### REQUIRED WORK
Print the line containing "branch that the sensor captured." and each line after it through the end, please, with nothing added.

** start **

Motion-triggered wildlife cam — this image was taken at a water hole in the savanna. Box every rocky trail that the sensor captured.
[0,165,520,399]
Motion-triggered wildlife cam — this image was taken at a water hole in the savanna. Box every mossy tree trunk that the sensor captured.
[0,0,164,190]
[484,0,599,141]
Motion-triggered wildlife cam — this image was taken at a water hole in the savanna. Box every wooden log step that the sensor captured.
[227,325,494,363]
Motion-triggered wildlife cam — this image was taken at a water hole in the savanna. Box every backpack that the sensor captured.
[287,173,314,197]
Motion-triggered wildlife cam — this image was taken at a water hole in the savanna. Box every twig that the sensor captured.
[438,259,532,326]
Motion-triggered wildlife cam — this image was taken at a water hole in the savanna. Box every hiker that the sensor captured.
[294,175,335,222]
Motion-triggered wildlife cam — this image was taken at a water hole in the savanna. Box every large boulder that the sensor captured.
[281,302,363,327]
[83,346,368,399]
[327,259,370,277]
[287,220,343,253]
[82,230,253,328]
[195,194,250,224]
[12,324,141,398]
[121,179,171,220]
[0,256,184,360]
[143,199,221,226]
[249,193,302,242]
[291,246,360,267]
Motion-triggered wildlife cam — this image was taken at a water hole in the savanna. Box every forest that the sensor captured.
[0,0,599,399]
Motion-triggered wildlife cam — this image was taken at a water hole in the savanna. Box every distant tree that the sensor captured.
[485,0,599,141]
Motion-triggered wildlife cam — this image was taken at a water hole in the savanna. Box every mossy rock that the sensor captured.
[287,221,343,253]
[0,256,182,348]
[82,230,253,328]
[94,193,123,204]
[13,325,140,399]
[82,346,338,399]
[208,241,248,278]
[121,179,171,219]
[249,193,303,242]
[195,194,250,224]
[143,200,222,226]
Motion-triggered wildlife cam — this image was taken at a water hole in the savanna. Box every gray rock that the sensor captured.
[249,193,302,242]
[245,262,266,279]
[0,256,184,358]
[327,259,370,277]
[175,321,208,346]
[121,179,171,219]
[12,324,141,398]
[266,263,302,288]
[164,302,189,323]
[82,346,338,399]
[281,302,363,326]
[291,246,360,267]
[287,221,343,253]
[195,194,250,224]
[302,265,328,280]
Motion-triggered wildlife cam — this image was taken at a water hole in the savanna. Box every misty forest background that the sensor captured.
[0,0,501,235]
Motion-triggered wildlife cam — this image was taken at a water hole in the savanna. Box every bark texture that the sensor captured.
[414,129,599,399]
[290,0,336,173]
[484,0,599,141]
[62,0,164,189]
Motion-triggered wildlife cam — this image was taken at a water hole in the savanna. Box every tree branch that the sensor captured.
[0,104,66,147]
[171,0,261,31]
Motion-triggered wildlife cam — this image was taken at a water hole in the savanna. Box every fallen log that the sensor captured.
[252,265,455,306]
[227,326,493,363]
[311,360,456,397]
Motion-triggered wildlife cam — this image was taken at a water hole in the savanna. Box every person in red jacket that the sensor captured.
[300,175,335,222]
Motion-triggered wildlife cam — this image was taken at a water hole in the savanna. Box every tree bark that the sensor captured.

** end **

### TASK SOLUTION
Motion-triggered wildlife cam — this image was taken at a water hole in the savanna. Box every tree branch that the sensor captured.
[0,104,66,147]
[171,0,261,31]
Motion-triggered wildlife cam — this image was taken at a water hole in the savanna. Box every fallen log that the sensor captured.
[252,265,455,306]
[227,326,493,363]
[311,360,456,397]
Motion-triggered wildlife cam — this image was taken at a water hole in the savanna. Box every person in red jacket that the sensor captured.
[300,175,335,222]
Motion-triggered wildlife cam — this image was taken at a water hole in the savanna. Box every tree bark that the sensor captured.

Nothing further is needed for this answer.